YOUR GOAL
Carry on the blog post "From Pookie to Christy," about a lifelong relationship with reading and writing, picking up after its final sentence.

PAGE
##########
Wednesday, 7 October 2015

From Pookie to Christy

Pookie Rabbit, Big Ears, Noddy and The Famous Five glimmer through my childhood memories, but Pookie was the most fascinating story. Belinda was cross with Pookie because she was spring cleaning. How interesting. Flying rabbits, rebellion and spring cleaning were all new concepts to me.  They fired my always active imagination to another level.

I loved to read as a child. It inspired me and kept one of my feet in an imaginary world. Unlike my book worm sister, my other foot was always on the ground. If I had to choose between reading, driving a tractor or riding a horse, the farm won every time. Reading was for rainy days or long nights, or for avoiding unwanted tasks. When I read a story, I wanted a good one!

At senior high school I was confronted with Macbeth and Wuthering Heights. I didn't relate. Reading lost its appeal. My English teacher was less than complimentary about my writing efforts. At this time my beloved Father died. Our property and home had to be sold. Life shattered around me. My grief manifested through poetry, so precious it was stored in an apple box of valued mementos. Otherwise writing became the necessary tool one used to complete assignments.

In my early years of marriage I discovered Janette Oke. Wagon trains and adventures in the Wild West reignited my love for stories. I started to search for other Christian novels but many failed to hold my interest.

Then I read Catherine Marshall's saga, Christy. Thereafter, every book was measured against that standard. Most fell short. I read every non-fiction she wrote, but longed for another novel to transport me to that place of the unexpected and the inspiring. I searched for stories that challenged my faith and my destiny, not just allowed me to escape.

It wasn't until we suffered great heartbreak as a family that I pushed past my English teacher’s negativity and started to write again. Poetry flowed as pain and confusion found expression on paper. I yelled at God through my pen. I blasted cowards that wouldn't face wickedness in our midst. I tried to express deep love, pain and passion. After five years of drama our family reached a point of breakthrough. God was proved to be faithful, though many times I had accused Him of the opposite.
##########
[Excerpts of location labeling records]
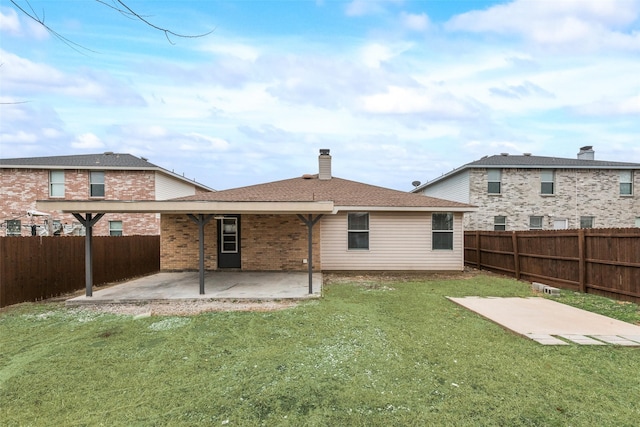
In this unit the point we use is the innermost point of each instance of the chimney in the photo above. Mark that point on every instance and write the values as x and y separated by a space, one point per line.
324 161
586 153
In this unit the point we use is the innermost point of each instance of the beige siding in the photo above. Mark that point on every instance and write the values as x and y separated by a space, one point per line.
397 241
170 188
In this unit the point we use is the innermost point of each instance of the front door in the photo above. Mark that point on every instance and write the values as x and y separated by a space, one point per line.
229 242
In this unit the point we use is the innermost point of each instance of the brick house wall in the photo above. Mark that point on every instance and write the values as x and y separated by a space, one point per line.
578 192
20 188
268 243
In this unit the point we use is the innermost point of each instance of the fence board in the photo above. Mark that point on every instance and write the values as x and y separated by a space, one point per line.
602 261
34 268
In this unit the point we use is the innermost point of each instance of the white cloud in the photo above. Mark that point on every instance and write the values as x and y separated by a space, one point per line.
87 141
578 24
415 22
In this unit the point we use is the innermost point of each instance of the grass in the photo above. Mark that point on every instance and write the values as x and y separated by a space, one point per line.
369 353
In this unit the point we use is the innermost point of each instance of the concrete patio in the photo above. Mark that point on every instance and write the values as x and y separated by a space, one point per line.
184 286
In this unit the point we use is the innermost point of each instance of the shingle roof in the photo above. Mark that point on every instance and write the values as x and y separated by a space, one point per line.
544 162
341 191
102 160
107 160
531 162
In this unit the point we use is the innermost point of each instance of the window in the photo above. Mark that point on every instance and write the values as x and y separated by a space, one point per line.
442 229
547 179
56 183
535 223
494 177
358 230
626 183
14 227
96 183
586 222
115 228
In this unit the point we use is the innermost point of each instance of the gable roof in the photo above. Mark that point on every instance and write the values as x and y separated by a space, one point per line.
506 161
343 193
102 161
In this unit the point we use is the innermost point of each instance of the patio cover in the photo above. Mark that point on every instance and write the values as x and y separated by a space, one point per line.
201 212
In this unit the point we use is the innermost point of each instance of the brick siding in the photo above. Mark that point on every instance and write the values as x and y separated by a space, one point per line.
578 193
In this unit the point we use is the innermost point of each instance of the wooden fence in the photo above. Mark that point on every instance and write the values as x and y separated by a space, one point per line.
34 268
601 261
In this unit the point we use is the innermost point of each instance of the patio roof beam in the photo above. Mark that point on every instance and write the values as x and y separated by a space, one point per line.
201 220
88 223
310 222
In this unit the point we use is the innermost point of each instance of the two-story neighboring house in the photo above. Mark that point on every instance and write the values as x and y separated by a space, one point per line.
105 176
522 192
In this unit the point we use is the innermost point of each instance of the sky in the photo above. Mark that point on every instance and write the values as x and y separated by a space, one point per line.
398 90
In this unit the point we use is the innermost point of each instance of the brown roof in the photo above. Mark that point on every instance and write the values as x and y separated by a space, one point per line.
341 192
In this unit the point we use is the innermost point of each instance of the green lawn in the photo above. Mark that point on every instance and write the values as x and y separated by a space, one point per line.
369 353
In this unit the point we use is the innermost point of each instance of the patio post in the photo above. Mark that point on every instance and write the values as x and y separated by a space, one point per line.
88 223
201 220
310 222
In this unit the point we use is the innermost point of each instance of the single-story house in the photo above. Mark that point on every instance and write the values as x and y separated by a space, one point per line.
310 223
##########
WRITTEN ANSWER
After that, I had a story I wanted to tell, evil that needed to be exposed and miracles to be recorded. Jottings and verse were one thing, but now I wanted to write a book, a good book. All original attempts were feeble and boring. Maybe my English teacher was correct. I mustn’t be able to write. I gave up.

Some years later, on holiday, I immersed myself in Francine Rivers’ novels. I reread ‘Redeeming Love’. Inspired, I decided to write my story as a novel. It was a crazy idea but the story flowed when I wasn't tied to historical accuracy, when concepts could come through fictional conversations whilst keeping events true to my memory. Two years later ‘Though the Bud be Bruised’ was published as a Caleb winner.

To my delight, readers learnt from it while being captivated by the story. It brought healing and restoration to some.  Others faced the evil of child abuse and argued against my conclusions. Yet they were all challenged and I am content. Yes, the story is sad but the ending is full of the wonder and grace of God. The book is full of little miracles, little God-instances. I wanted the world to know that God is mighty and faithful...if a tad slow. I wanted my readers to be inspired.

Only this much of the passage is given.